# [課題 1]
合唱コンクール出場団体を紹介する本文から、「あと、「地域性による発声と演奏の違い」については」から「そんなに違和感は無いのでは?」までの部分を、その両端も含めて一字一句違えずに書き写してください。
# [課題 2]
合唱コンクール出場団体を紹介する本文の最後の文に続けて、その先の文章を書いてください。

======== 本文 ========

コンクール出場団体あれやこれや出張版 その8

うわああああ!!!Web交換日記相手が終わらせちゃったよ!!!!



…昨年も先に終わらせられたしなあ。
まあ風邪も治ったようで良かったですね!(…ちくしょう)


あと、「地域性による発声と演奏の違い」については
非常にソソられるテーマなんですが、
そーいうのは土曜か日曜の夜に話しましょうよ!ビール片手に(笑)。
まあ、南島歌遊びについては全国へ流行させた、というか
毎年のように自由曲に選曲してコンクールヘ出場した
鹿児島女子高の演奏のイメージが強くあって
北の団体の演奏を聴くと「…違うな〜」と思うんじゃないですかね。



たぶん、「海鳥の詩」とか沖縄の合唱団が歌っても
そんなに違和感は無いのでは?
なぜなら「海鳥の詩」での確固としたイメージ演奏が
北の団体の演奏では無いから。
最初に刷り込まれた印象が大切、ってなことではないでしょうか。



・・・いやいやいや、ホントに時間無いんだってば!

はい、あと4団体行きますよー。
今日は2団体、明日2団体でゴールです!
では一般B部門、12番目の団体は・・・




北海道支部代表
THE GOUGE
(混声52人・2年連続の出場)



地元・北海道札幌市の合唱団です。
名門:札幌北高合唱部を母体に様々な人が集まった合唱団。
昨年の岡山大会では北高の制服を着た学生さんがいたり、
その倍以上に見える年の方がいたり・・・幅広い年代の方がいます。



弥生奏幻舎“R”代表で、
GOUGE団員でもあるまぐろ。くんへ聞いてみると

合唱やってる先生の旦那さんが初心者で
昨年から参加してるとか、そういう例もあります。

======== 提供項目 ========

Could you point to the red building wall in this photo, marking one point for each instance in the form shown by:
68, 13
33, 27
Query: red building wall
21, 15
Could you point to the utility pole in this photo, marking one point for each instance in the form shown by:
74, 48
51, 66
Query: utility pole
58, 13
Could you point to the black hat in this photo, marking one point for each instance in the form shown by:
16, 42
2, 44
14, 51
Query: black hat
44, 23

========
======== 提供項目 ========

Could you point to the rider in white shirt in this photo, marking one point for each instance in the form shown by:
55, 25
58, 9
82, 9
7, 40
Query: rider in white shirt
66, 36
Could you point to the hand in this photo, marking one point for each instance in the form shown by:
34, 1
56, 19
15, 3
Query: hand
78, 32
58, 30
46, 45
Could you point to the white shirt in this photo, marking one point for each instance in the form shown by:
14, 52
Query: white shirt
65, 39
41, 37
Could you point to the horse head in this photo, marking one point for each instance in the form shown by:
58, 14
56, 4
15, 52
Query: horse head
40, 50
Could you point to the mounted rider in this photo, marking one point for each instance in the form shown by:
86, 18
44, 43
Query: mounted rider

========
======== 提供項目 ========

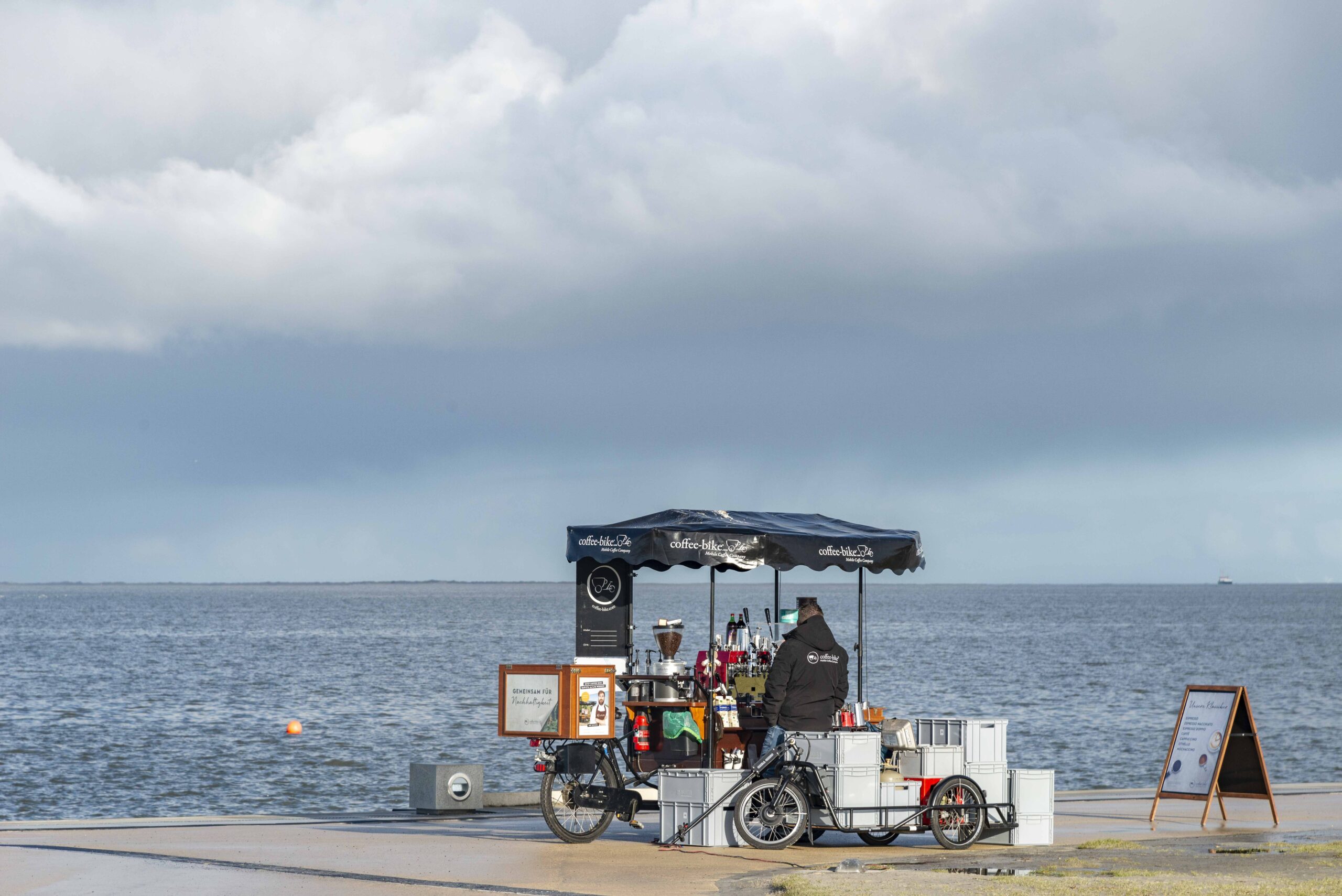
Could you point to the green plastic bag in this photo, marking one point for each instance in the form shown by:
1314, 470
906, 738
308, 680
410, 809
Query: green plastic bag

========

# [出力 1]
あと、「地域性による発声と演奏の違い」については
非常にソソられるテーマなんですが、
そーいうのは土曜か日曜の夜に話しましょうよ!ビール片手に(笑)。
まあ、南島歌遊びについては全国へ流行させた、というか
毎年のように自由曲に選曲してコンクールヘ出場した
鹿児島女子高の演奏のイメージが強くあって
北の団体の演奏を聴くと「…違うな〜」と思うんじゃないですかね。



たぶん、「海鳥の詩」とか沖縄の合唱団が歌っても
そんなに違和感は無いのでは?

# [出力 2]
へえ〜、本当に幅広いですね。

あ、そういや「GOUGE」ってどういう意味なの?

GOUGEという単語の意味は、
「ほじくり出す」とか「えぐり出す」という意味なんですが、
昨年自由曲で歌った信長貴富先生への委嘱曲
「夏のえぐり」にかけてつけた団体名だそうです。
(楽譜の英題名にもGOUGEという単語が使われていたはず)


なんと!昨年書いた「あれやこれや」での推測が
(一部)当たってるではないですか!!


「夏のえぐり」との符合は偶然じゃなかったんだ。へー。



さて、課題曲はG3の「風」。
自由曲は谷川俊太郎:詩、三善晃:作曲の
混声合唱のための「やさしさは愛じゃない」から
「さびしいと思ってしまう 」「 やさしさは愛じゃない」。


北海道大会を聴いた方の感想では

平田先生の指揮する三善晃先生の曲は好きです。
高校生では出せないニュアンスが随所にありました。
おそらく表現としてはやや「しつこい」部類に入るかもしれませんが、
それをカバーして余りある説得力がありました。
たぶん平田先生にしか表現できない
アゴーギグがあるんだと思っています。


なるほど、高校生だけでは背伸びしている内容でも
それ以上の年代の方が入ると表現として真実味を帯びるようですね。
そしてやはり指揮者:平田稔夫先生の
音楽性の確かさが伝わってくる感想でした。



昨年は「公募合唱団のような響き」
などと感想を書いて申し訳なかったんですが
1年経ち、合唱団としてまとまりが強くなったことと思います。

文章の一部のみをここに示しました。